- OBJETIVO A: Devuelve cada línea de los registros que contenga la palabra "frame".

-------- TEXTO DADO --------

África

Regreso a Namibia…

África es un continente único para los cazadores. No hay ni un solo lugar del negro y salvaje continente que no me gustaría conocer. Aunque es tarea imposible en una sola vida, o incluso en siete, cosa que, al parecer, sólo los gatos tienen. Peor que eso, no hay un solo lugar de la tierra africana al que no me gustaría volver de nuevo. 

 

Caza sostenible

Cuando cacé en Namibia por primera vez, lo cierto es que no estaba muy emocionado, pues pensé que ya había cazado, en otros safaris, casi todas las especies que existen allí. Pero estaba equivocado, Namibia me trajo una nueva forma de ver la caza en África. Descubrí un país excepcional que conserva la fauna y los espacios salvajes y, además, recibe muy bien a todos los cazadores. Ningún país del mundo puede presumir de que el 44% de su territorio está protegido por un programa de conservación de la naturaleza. Pero esto no sólo sucede en las reservas naturales o áreas deshabitadas, sino también en tierras donde las personas conviven con la vida salvaje, ya que tienen auténtico interés por la caza.

Si esta gestión del patrimonio natural es un éxito, se debe a que los componentes económicos, sociales y ecológicos se encuentran en perfecto equilibrio. Los habitantes de las zonas rurales tienen incentivos para coexistir con la vida silvestre, uno de cada cuatro vive de actividades relacionadas con la naturaleza. Por eso, los cazadores no tienen ningún problema, están en disposición de pagar bien por cazar en zonas realmente salvajes. Los operadores siguen las directrices de la NAPHA, Asociación Nacional de Cazadores Profesionales, que respeta la caza sostenible, la valoración de trofeos de animales que están más allá de la flor de la vida. Para que este programa funcione, el Gobierno creó un marco legal, simple, eficaz, y Namibia es el único país africano que incluye la protección del medio ambiente en su constitución.

 

Algunos de los resultados de todo esto son fáciles de cuantificar. En los últimos treinta años, las cebras de montaña pasaron de 1.000 a 27.000 y los elefantes del desierto de 150 a 750. Los leones aumentaron su número y su territorio en la región de Cunene, haciendo hincapié en que esta zona es una reserva natural donde no se puede cazar, pero con una zona comunitaria donde sí se permite la caza. Namibia sigue siendo uno de los cuatro países africanos en el que los guepardos no están amenazados y donde la población de jirafas siguió aumentando.

--------

- OBJETIVO B: ¿Qué animales nombra el texto sobre la caza en Namibia en el párrafo que comienza con "Algunos de los resultados de todo esto"?

-------- MATERIAL --------

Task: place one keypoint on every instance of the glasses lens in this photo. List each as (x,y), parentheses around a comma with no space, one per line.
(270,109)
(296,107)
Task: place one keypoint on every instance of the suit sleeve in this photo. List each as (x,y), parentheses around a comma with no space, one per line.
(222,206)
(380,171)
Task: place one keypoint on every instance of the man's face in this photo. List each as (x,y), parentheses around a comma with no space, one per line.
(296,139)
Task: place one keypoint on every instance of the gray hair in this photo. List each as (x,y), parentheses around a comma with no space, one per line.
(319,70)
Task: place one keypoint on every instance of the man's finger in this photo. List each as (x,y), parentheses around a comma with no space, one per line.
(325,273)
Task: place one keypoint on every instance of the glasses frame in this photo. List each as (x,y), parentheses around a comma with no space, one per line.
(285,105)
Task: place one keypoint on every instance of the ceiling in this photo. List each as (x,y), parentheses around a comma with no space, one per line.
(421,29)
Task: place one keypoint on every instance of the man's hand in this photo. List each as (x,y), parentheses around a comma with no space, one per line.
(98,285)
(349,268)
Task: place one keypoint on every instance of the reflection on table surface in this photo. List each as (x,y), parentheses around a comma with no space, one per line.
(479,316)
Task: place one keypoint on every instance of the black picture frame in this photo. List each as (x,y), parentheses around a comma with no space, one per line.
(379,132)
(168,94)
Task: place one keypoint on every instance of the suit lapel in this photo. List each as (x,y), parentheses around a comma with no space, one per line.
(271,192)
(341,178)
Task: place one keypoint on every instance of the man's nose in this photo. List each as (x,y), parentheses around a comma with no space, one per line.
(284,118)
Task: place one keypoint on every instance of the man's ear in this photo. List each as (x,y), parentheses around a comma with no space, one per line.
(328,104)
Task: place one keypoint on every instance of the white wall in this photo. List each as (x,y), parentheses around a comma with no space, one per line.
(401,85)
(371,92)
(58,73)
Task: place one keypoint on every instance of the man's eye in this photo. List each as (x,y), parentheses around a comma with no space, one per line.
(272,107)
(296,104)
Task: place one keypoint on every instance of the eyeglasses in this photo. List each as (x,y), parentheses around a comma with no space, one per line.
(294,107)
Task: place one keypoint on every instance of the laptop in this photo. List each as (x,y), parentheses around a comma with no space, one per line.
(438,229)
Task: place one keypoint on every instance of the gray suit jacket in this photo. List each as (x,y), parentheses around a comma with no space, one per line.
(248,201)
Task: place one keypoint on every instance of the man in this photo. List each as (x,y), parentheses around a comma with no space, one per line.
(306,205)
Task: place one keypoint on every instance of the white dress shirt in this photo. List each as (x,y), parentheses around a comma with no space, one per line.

--------

- RESPUESTA ESPERADA A:
Task: place one keypoint on every instance of the glasses frame in this photo. List each as (x,y), parentheses around a comma with no space, one per line.
Task: place one keypoint on every instance of the black picture frame in this photo. List each as (x,y), parentheses around a comma with no space, one per line.

- RESPUESTA ESPERADA B: Cebras de montaña, elefantes del desierto, leones, guepardos y jirafas.